-- start EXTRACTED INFORMATION --

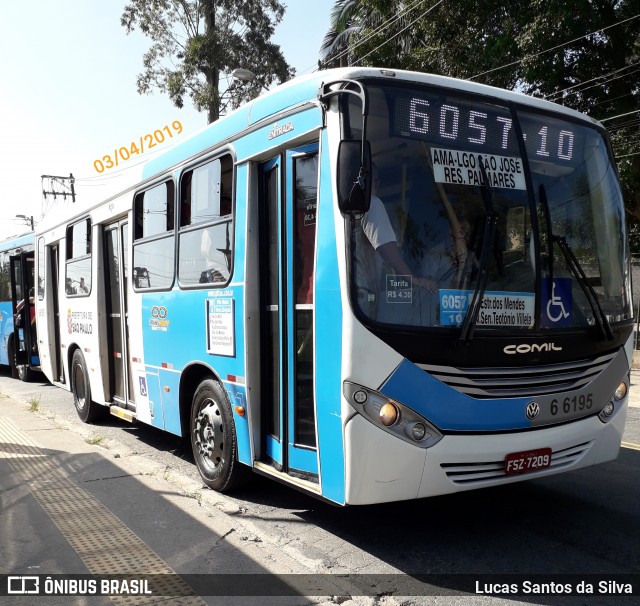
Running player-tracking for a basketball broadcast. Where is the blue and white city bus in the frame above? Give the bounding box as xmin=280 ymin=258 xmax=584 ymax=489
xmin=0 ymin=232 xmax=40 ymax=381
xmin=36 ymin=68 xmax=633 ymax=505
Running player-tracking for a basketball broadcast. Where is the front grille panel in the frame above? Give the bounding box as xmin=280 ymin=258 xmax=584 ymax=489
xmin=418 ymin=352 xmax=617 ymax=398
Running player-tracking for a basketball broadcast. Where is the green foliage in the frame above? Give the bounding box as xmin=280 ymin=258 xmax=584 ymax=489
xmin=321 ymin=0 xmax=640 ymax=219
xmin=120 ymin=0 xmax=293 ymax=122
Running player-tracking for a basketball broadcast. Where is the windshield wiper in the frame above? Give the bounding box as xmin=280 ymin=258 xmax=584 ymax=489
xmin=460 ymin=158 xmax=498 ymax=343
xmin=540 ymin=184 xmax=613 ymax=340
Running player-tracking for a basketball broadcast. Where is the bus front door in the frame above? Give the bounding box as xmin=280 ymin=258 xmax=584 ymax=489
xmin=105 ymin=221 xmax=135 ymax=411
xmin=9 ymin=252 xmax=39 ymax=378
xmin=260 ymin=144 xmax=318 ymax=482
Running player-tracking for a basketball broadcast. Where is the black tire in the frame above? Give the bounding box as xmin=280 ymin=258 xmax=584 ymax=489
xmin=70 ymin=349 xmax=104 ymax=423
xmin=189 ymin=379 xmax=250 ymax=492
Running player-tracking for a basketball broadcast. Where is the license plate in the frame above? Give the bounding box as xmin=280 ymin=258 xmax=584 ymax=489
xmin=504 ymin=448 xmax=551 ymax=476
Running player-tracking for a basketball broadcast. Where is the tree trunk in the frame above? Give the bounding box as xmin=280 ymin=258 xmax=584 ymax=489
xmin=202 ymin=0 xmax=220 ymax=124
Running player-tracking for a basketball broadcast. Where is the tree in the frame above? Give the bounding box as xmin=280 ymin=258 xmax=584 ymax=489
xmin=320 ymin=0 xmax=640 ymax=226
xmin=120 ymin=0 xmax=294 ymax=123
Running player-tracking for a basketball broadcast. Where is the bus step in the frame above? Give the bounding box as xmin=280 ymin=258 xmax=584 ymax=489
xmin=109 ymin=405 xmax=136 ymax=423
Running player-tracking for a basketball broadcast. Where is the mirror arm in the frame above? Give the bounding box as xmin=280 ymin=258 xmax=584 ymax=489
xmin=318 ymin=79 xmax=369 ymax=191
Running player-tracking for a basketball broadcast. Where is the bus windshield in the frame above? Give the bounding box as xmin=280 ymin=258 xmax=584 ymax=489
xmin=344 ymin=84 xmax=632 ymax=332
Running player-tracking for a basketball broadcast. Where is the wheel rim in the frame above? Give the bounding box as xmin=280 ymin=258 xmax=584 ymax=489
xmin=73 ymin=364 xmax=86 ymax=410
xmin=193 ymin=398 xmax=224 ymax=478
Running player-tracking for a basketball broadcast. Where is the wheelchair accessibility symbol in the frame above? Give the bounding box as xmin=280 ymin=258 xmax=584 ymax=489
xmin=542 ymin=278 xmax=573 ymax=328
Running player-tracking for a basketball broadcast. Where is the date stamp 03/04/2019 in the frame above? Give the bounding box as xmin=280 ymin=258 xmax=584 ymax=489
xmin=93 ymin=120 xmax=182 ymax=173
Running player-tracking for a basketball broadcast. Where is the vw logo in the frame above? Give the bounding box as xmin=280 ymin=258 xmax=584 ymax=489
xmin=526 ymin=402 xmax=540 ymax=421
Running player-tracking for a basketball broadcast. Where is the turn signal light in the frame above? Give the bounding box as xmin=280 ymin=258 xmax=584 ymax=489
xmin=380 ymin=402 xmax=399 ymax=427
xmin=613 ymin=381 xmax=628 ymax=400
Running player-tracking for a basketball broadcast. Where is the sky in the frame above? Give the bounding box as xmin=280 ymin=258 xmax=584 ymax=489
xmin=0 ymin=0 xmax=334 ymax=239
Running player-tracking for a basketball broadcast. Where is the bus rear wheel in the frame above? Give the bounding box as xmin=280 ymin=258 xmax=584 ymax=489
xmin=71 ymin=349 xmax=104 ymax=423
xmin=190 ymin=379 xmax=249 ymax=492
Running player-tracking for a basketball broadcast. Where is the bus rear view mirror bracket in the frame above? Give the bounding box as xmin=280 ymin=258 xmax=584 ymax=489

-- end EXTRACTED INFORMATION --

**TASK DESCRIPTION**
Reproduce all of the rows above word for word, omitting the pictures from your answer.

**WRITTEN SOLUTION**
Running player-tracking for a basketball broadcast. Where is the blue and white city bus in the frame above? Give the bounding box as xmin=280 ymin=258 xmax=584 ymax=489
xmin=0 ymin=232 xmax=40 ymax=381
xmin=36 ymin=68 xmax=633 ymax=505
Running player-tracking for a basketball broadcast. Where is the front grille panel in the frame above? Give the bounding box as xmin=280 ymin=258 xmax=584 ymax=489
xmin=418 ymin=352 xmax=617 ymax=398
Running player-tracking for a basketball broadcast. Where is the green foliage in the frame above? Give the bounding box as xmin=280 ymin=258 xmax=584 ymax=489
xmin=321 ymin=0 xmax=640 ymax=219
xmin=120 ymin=0 xmax=293 ymax=122
Running player-tracking for a basketball broadcast. Where is the windshield wiper in the frame above? Give the bounding box as xmin=280 ymin=258 xmax=584 ymax=489
xmin=460 ymin=158 xmax=498 ymax=343
xmin=540 ymin=184 xmax=613 ymax=340
Running player-tracking for a basketball broadcast. Where is the bus front door in the frame above? Give the bounding box as xmin=280 ymin=258 xmax=584 ymax=489
xmin=105 ymin=221 xmax=135 ymax=411
xmin=9 ymin=252 xmax=39 ymax=378
xmin=260 ymin=144 xmax=318 ymax=482
Running player-tracking for a basketball broadcast. Where is the black tire in the frame above? Give the bounding box as xmin=280 ymin=258 xmax=584 ymax=489
xmin=70 ymin=349 xmax=104 ymax=423
xmin=189 ymin=379 xmax=250 ymax=492
Running player-tracking for a basketball broadcast. Where is the license plate in the frame above? Give the bounding box as xmin=280 ymin=258 xmax=584 ymax=489
xmin=504 ymin=448 xmax=551 ymax=476
Running player-tracking for a basketball broadcast. Where is the tree trunk in the frame above? Give the bounding box as xmin=280 ymin=258 xmax=584 ymax=489
xmin=202 ymin=0 xmax=220 ymax=124
Running player-tracking for a basketball broadcast. Where is the tree in the frame above? Give the bounding box as xmin=280 ymin=258 xmax=584 ymax=489
xmin=320 ymin=0 xmax=640 ymax=226
xmin=120 ymin=0 xmax=294 ymax=123
Running player-tracking for a basketball broadcast. Where is the bus step in the frame above? Give the bounding box as xmin=280 ymin=258 xmax=584 ymax=489
xmin=109 ymin=405 xmax=136 ymax=423
Running player-tracking for a basketball broadcast. Where is the mirror arm in the frame above? Give the bounding box as xmin=280 ymin=258 xmax=584 ymax=489
xmin=318 ymin=79 xmax=369 ymax=191
Running player-tracking for a basketball broadcast. Where is the bus windshield in the frame above? Give the bounding box as xmin=280 ymin=258 xmax=584 ymax=489
xmin=344 ymin=84 xmax=632 ymax=332
Running player-tracking for a basketball broadcast. Where is the wheel rim in the frame above? Give the bounding box as xmin=280 ymin=258 xmax=584 ymax=489
xmin=73 ymin=364 xmax=86 ymax=410
xmin=193 ymin=398 xmax=224 ymax=478
Running player-tracking for a basketball broadcast. Where is the wheelchair accessibility symbol in the frame above? Give the bounding box as xmin=280 ymin=258 xmax=584 ymax=489
xmin=542 ymin=278 xmax=573 ymax=328
Running player-tracking for a basketball broadcast. Where is the date stamp 03/04/2019 in the frame above? Give the bounding box as xmin=280 ymin=258 xmax=584 ymax=489
xmin=93 ymin=120 xmax=182 ymax=173
Running player-tracking for a basketball broadcast. Where is the vw logo in the frame above? Give the bounding box as xmin=280 ymin=258 xmax=584 ymax=489
xmin=526 ymin=402 xmax=540 ymax=421
Running player-tracking for a basketball broadcast. Where is the turn signal light in the frame above? Give the bounding box as xmin=280 ymin=258 xmax=584 ymax=489
xmin=380 ymin=402 xmax=399 ymax=427
xmin=613 ymin=381 xmax=628 ymax=400
Running player-tracking for a basketball broadcast. Where is the sky in the frame above? Give the bounding box as xmin=280 ymin=258 xmax=584 ymax=489
xmin=0 ymin=0 xmax=334 ymax=239
Running player-tracking for a basketball broadcast. Where is the bus rear wheel in the frame above? Give the bounding box as xmin=280 ymin=258 xmax=584 ymax=489
xmin=71 ymin=349 xmax=104 ymax=423
xmin=190 ymin=379 xmax=249 ymax=492
Running player-tracking for a basketball broadcast. Where is the bus rear view mirror bracket in the frame above? Give the bounding box as xmin=280 ymin=258 xmax=584 ymax=489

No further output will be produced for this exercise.